Exercise directions:
Your answer must be an exact copy of the listing, with the images left out.

* * * * * * *

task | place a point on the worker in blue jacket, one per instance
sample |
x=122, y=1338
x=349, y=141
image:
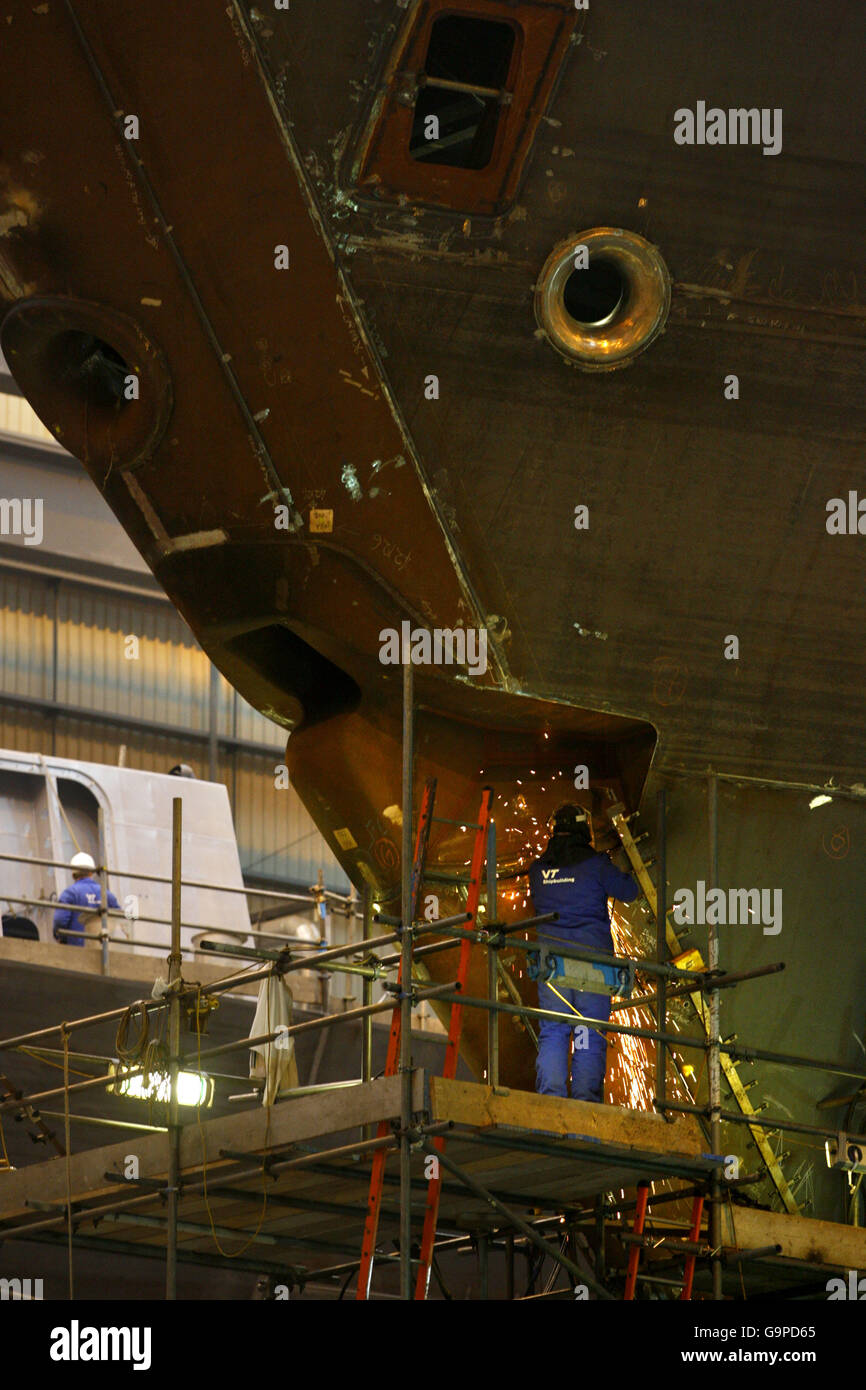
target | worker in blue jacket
x=84, y=894
x=574, y=880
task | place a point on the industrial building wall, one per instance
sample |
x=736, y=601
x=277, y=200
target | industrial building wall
x=66, y=653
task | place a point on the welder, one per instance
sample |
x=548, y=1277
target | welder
x=84, y=894
x=576, y=881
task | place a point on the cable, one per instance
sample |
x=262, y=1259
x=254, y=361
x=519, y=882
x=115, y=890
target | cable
x=231, y=1254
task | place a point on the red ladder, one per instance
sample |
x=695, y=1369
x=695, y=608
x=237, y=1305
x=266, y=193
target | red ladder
x=377, y=1175
x=449, y=1070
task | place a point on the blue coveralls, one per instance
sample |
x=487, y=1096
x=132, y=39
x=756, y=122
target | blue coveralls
x=578, y=893
x=84, y=893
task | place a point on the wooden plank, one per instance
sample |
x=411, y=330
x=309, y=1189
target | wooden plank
x=291, y=1122
x=801, y=1237
x=469, y=1102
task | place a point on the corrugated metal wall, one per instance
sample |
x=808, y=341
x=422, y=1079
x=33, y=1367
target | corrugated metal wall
x=18, y=419
x=167, y=683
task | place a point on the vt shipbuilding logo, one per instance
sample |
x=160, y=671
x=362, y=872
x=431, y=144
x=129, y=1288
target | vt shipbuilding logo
x=441, y=647
x=77, y=1343
x=737, y=125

* * * * * * *

Answer to the problem:
task | place a point on the worker in blue jacket, one per instance
sample |
x=122, y=1338
x=349, y=141
image:
target | worker in blue jacket
x=84, y=894
x=574, y=880
task | place a point on the industrial building wall, one per instance
sample |
x=736, y=601
x=277, y=200
target | industrial building wall
x=66, y=653
task | place a point on the welder, one per instance
sample |
x=548, y=1277
target | welder
x=84, y=894
x=576, y=881
task | place a point on the cable, one per instance
sample |
x=262, y=1259
x=254, y=361
x=519, y=882
x=115, y=890
target | cable
x=231, y=1254
task | place a point on the red ladder, one per instance
sample |
x=695, y=1369
x=695, y=608
x=237, y=1305
x=266, y=193
target | red ladder
x=377, y=1175
x=449, y=1070
task | place a point on the blue coveralls, one per instance
sample |
x=487, y=1096
x=132, y=39
x=756, y=122
target | blue coveralls
x=578, y=893
x=84, y=893
task | place a point on the wooden plank, one per instance
sample |
x=411, y=330
x=309, y=1189
target | wooden plank
x=291, y=1122
x=801, y=1237
x=469, y=1102
task | place a point on the corrugated metal wall, one per instance
sample |
x=808, y=341
x=422, y=1079
x=33, y=1367
target | corrugated metal wall
x=18, y=419
x=167, y=683
task | place a point on the vt shipbuilding logo, one per instance
sample |
x=160, y=671
x=362, y=872
x=431, y=144
x=129, y=1288
target | vt shipbuilding logo
x=441, y=647
x=77, y=1343
x=737, y=125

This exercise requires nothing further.